- Flag
- Location in Liberia
- Coordinates: 7°10′N 10°25′W﻿ / ﻿7.167°N 10.417°W
- Country: Liberia
- Capital: Bopulu
- Districts: 6
- Established: 2001

Government
- • Superintendent: Allen Gbowee

Area
- • Total: 9,689 km^{2} (3,741 sq mi)

Population (2008)
- • Total: 83,758
- • Density: 8.6/km^{2} (22/sq mi)
- Time zone: UTC+0 (GMT)
- HDI (2018): 0.405 low · 11th of 15

= Gbarpolu County =

County of Liberia

Gbarpolu is a county in the northern portion of Liberia. One of 15 counties that comprise the first-level of administrative division in the nation, it has six districts. Bopulu serves as the capital with the area of the county measuring 3741 mi2. As of the 2008 Census, it had a population of 83,758, making it the eleventh-most populous county in Liberia.

Created in 2001 when it was split from Lofa County, Gbarpolu is the youngest county in Liberia. As of 2013, the County Superintendent was Allen Gbowee.

The county is bordered by Grand Cape Mount County to the west, Bomi County to the southwest, Bong County to the south, and Lofa County to the east and north. The northwest part of Gbarpolu borders the nation of Sierra Leone. The Gola Forest straddles this border and is home to the Gola Forest community.

The majority of Gbarpolu County consists of forests. Mining was the primary economic activity prior to the First Liberian Civil War, in addition to subsistence farming. However, the Second Liberian Civil War devastated all sectors of the county.

Gbarpolu County also produces timber and coal.

The county flag features a diamond, a tree, and the flag of Liberia on a yellow background.

==Districts==
The districts of Gbarpolu County, with their 2008 populations, include:
- Belleh District (17,288)
- Bokomu District (10,460)
- Bopolu District (18,298)
- Gbarma District (15,972)
- Gounwolaila District (8,115)
- Kongba District (13,625)

==Gola Forest community==

The Gola Forest straddles the border between Liberia and Sierra Leone and is home to diverse species of importance to the country. In Sierra Leone, the forest is incorporated into the Gola National Forest, and because of the unity of the forest with Liberia, considerations of conservation must consider a collaborative management with Liberian inhabitants as well.

Exercise details -> Write the next part of the Gbarpolu County article, starting after its last sentence. The entries have nothing to do with the Gbarpolu County article.

Data for pointing at referring expressions
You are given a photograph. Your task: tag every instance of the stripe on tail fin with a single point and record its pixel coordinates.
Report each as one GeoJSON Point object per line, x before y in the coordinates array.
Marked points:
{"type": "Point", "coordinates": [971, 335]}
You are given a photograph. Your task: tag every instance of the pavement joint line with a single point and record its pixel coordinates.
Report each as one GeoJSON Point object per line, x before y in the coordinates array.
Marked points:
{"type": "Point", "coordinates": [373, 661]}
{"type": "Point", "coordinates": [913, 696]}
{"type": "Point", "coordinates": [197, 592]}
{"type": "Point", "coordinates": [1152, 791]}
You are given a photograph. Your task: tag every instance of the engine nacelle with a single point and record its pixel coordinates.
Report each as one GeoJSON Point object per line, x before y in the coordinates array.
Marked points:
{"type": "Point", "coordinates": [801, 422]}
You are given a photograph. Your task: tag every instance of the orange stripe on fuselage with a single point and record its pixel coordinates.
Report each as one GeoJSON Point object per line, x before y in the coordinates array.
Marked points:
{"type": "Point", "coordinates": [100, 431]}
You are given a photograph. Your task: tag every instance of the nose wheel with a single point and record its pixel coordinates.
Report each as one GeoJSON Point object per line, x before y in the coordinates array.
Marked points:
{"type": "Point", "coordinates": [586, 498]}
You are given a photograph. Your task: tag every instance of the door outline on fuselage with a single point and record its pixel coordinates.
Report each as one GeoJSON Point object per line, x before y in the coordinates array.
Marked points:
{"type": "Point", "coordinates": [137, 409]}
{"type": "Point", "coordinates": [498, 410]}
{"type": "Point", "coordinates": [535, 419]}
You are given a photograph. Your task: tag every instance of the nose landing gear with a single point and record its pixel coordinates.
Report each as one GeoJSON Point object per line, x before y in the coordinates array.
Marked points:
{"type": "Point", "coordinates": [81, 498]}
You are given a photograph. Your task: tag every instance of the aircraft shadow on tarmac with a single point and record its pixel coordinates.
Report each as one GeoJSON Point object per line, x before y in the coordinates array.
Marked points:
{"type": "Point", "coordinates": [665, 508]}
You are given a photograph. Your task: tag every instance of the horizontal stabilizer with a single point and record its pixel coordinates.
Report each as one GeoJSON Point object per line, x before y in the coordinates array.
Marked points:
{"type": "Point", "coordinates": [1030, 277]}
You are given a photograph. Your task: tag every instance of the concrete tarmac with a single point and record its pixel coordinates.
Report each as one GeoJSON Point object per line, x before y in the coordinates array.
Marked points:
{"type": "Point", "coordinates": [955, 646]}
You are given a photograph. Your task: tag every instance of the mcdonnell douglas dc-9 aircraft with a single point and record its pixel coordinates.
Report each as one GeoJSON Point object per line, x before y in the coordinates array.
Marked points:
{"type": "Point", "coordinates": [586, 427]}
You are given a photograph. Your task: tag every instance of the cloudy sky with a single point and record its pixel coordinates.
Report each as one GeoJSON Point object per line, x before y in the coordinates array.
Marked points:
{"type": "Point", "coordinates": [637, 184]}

Answer to this task ->
Within the Liberian portion of the forest reside four clans: the Sorkpo Clan in Porkpa District, the Tonglay and Zuie clans within Kongba District, and the Jawijah Chiefdom. There are 24 villages within the Liberian portion of the forest, most of which are accessible by road, but several are accessible only by footpath. Residents of these remote villages use footpaths to bring their commodities and services to the other towns with motor roads.

Leadership within the community is purely by traditional authorities, but centers of such authority are very few in relation to the number of temporary mining camps. The landlord-stranger system is the main means to regulate the activities of migrants to the forest (mainly miners), but the system is currently weak due to the town being distant and limited roads, transportation, and communications. Some chiefs are not correctly installed or properly elected and therefore lack authority amongst disgruntled illegal miners.

Most of the original Gola inhabitants became refugees during the First Liberian Civil War and were slow to return and reassert control of their villages. The war had lasted for over fourteen years, a time too long for people who have had several relocations to return to their former communities. With the coming of the Western Cluster in the community, many of the people are expected to return to their original communities, as many could begin finding employment. Others will have time to begin other agricultural activities that might contribute to the loss of biological diversity.